HOW TO COMPLETE THIS TASK →
Wherever "instance" turns up in the entries, copy out the line that holds it.

>>>

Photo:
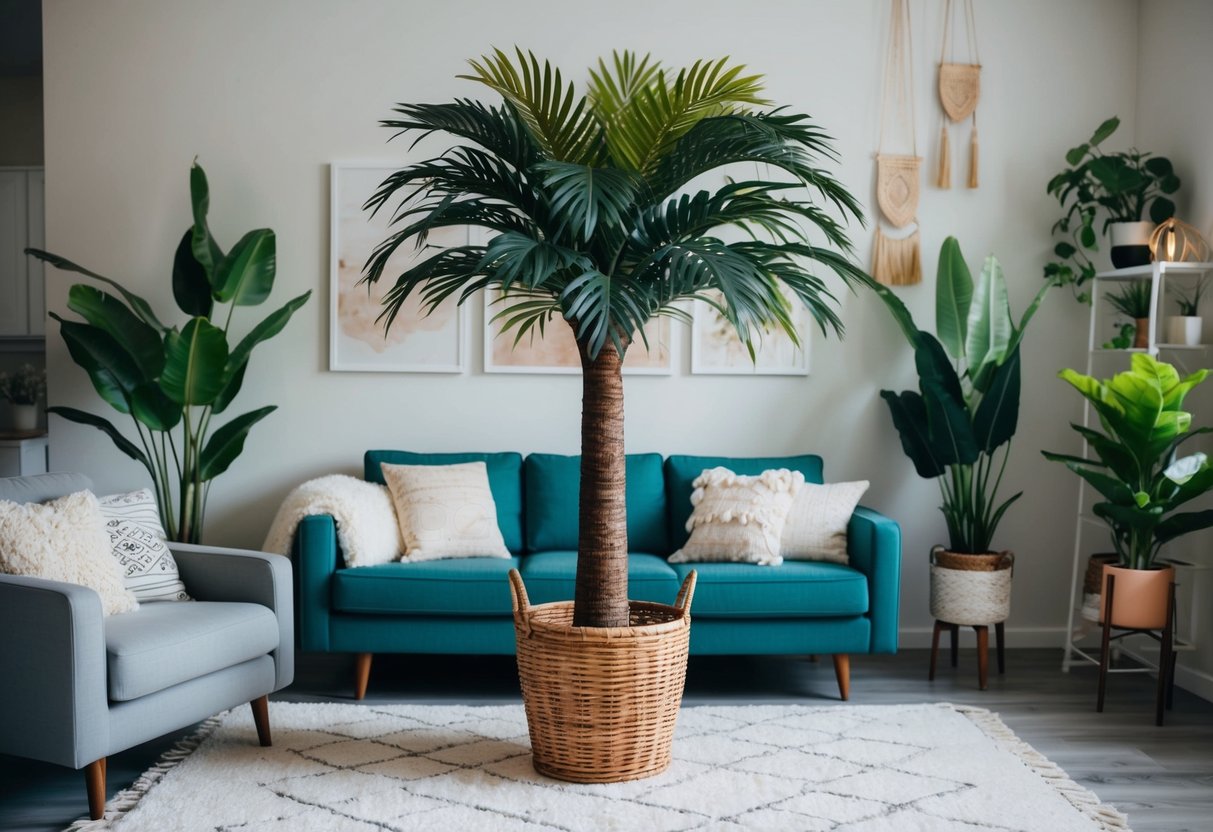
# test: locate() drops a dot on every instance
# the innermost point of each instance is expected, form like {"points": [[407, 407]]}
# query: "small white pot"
{"points": [[1185, 330]]}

<<<

TASK SOLUTION →
# test: locate() drops a dot on every instance
# the innermost point of each instance is expected, form like {"points": [[407, 407]]}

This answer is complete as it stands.